▶ _Stated exercise_
Render the records below as a Markdown table, numbering each row under "No." and putting the line under "Line." Leave out blank lines.

--- BEGIN Dataset records ---

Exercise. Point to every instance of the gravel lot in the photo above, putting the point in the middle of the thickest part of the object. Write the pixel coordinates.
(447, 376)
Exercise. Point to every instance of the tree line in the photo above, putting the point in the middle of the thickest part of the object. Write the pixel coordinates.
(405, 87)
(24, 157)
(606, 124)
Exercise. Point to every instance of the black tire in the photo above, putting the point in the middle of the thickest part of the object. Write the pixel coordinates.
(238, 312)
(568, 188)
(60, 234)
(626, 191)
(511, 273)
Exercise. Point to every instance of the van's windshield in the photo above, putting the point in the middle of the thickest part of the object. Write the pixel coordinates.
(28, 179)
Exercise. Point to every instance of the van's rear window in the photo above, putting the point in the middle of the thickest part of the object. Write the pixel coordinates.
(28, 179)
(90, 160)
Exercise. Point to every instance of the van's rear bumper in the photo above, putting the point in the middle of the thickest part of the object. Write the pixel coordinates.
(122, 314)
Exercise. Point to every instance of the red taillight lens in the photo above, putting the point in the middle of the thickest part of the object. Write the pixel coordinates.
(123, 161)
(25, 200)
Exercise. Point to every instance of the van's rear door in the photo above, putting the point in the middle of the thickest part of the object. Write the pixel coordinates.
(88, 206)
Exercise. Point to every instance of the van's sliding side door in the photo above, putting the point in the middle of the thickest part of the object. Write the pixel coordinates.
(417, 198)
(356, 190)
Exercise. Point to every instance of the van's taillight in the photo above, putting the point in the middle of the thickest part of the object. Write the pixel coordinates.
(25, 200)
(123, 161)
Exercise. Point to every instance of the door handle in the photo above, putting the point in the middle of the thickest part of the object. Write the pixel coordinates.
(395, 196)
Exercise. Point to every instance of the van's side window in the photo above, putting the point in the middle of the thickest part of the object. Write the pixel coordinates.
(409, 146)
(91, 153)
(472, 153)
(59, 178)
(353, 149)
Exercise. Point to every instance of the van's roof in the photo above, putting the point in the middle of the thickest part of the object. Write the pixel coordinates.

--- END Dataset records ---

▶ _Answer for this exercise_
| No. | Line |
|---|---|
| 1 | Exercise. Point to every instance of the gravel lot in the photo above, putting the point in the middle of the thickest part of the object. Write the pixel coordinates. |
| 2 | (447, 376) |
| 3 | Exercise. Point to every instance of the tree line in the photo above, putting the point in the middle of the thickest part of the object. Write the pixel coordinates. |
| 4 | (405, 87) |
| 5 | (24, 157) |
| 6 | (606, 124) |
| 7 | Exercise. Point to every instance of the black tire in the photo above, putting the point in the middle of the thickest part of the object. Write the pixel coordinates. |
| 8 | (238, 312) |
| 9 | (568, 188) |
| 10 | (60, 234) |
| 11 | (626, 191) |
| 12 | (511, 273) |
| 13 | Exercise. Point to every instance of the van's windshield in the photo above, putting the point in the middle of the thickest part of the object. Write the pixel coordinates. |
| 14 | (28, 179) |
| 15 | Exercise. Point to every instance of the van's rear window in the photo above, putting the point in the middle of the thickest part of the object. Write the pixel coordinates. |
| 16 | (28, 179) |
| 17 | (90, 160) |
| 18 | Exercise. Point to every instance of the van's rear bumper in the photo above, putting the point in the middle of the thickest part of the object. Write the pixel coordinates. |
| 19 | (122, 314) |
| 20 | Exercise. Point to every instance of the red taillight lens in the photo above, putting the point in the middle of the thickest part of the object. Write the pixel coordinates. |
| 21 | (123, 161) |
| 22 | (25, 200) |
| 23 | Exercise. Point to every instance of the van's rear door in the photo above, putting the point in the middle of the thickest part of the object. Write the pixel coordinates. |
| 24 | (88, 206) |
| 25 | Exercise. Point to every instance of the van's sliding side door in the photo above, putting the point in the middle of the thickest part of the object. Write the pixel coordinates. |
| 26 | (417, 198) |
| 27 | (356, 190) |
| 28 | Exercise. Point to every instance of the van's taillight in the photo above, putting the point in the middle of the thickest part of the object. Write the pixel coordinates. |
| 29 | (25, 200) |
| 30 | (123, 161) |
| 31 | Exercise. Point to every instance of the door handle in the photo above, putting the point in the middle of the thickest part of the object. Write the pixel coordinates. |
| 32 | (395, 196) |
| 33 | Exercise. Point to every instance of the van's side window in the photo above, putting the point in the middle of the thickest part of the object. Write the pixel coordinates. |
| 34 | (409, 146) |
| 35 | (91, 153) |
| 36 | (472, 153) |
| 37 | (59, 178) |
| 38 | (353, 149) |
| 39 | Exercise. Point to every instance of the van's roof in the photo above, putting the point in the middle of the thickest part of the object. Write the pixel coordinates. |